Where does one cell end?
The problem. In imaging assays you don’t get cells — you get a cloud of transcript coordinates. Assigning each molecule to the right cell is the load-bearing step, and doing it off nuclear stains alone throws away the molecular signal and misassigns transcripts at every boundary.
The idea. Baysor segments from the molecules themselves. It models the joint distribution of transcript positions and identities as a Markov random field, so a molecule’s neighbors and its expression type both inform which cell it belongs to. Nuclear or membrane stains, when available, enter as a prior rather than the sole truth. The output is cell boundaries that respect the actual RNA, not just the DAPI.
|---|
_Work instructions_:
- 1) For each statement about the Baysor excerpt, answer yes or no on whether it agrees with the excerpt, and quote the deciding words. (a) In imaging assays, cells are obtained directly. (b) Baysor models transcript positions and identities as a Markov random field. (c) Baysor treats nuclear stains as the sole truth for segmentation.
- 2) Go on with the Baysor excerpt, starting after its final sentence.
The data after this excerpt comes from a separate source.

Point-per-instance localization data:
|---|
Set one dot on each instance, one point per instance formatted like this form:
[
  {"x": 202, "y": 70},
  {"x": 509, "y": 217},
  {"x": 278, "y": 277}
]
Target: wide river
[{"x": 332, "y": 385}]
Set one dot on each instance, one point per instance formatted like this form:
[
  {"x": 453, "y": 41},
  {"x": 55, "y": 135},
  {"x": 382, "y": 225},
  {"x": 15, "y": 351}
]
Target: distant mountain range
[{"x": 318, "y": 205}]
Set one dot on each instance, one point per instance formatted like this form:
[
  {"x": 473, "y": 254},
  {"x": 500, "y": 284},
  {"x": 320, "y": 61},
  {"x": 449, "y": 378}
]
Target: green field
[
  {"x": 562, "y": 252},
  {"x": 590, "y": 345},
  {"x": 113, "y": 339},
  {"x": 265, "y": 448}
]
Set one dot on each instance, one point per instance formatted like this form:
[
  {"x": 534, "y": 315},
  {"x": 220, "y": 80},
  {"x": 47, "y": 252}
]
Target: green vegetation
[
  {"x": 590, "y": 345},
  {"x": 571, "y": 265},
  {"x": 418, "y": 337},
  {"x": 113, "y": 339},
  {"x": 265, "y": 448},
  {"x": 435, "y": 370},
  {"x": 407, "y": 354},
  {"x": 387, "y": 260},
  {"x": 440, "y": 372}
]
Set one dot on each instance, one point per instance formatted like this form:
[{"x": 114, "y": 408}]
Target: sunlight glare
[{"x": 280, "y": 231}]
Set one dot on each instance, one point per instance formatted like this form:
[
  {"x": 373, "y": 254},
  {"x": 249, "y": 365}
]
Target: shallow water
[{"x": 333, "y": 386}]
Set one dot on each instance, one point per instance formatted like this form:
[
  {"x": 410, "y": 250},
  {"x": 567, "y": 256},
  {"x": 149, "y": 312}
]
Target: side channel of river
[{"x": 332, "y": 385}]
|---|
_Exercise answers_:
- 1)
(a) No: "In imaging assays you don’t get cells — you get a cloud of transcript coordinates."
(b) Yes: "It models the joint distribution of transcript positions and identities as a Markov random field"
(c) No: "Nuclear or membrane stains, when available, enter as a prior rather than the sole truth."

- 2)
Why it matters. This is the step where a Xenium or MERSCOPE dataset silently goes wrong — over- or under-segmentation contaminates every downstream count, cluster, and cell-type call. For a facility, owning segmentation quality is non-negotiable, and Baysor is the reference point I’d benchmark any newer method against. It’s also the natural sequel to yesterday’s QC reading: QC tells you if segmentation failed, this tells you how to do it better.
Verdict. Foundational and still the default, though it’s compute-hungry and its priors need tuning per assay. Read it as the segmentation baseline; the newer graph-based methods are the next two entries, and this is what they’re trying to beat.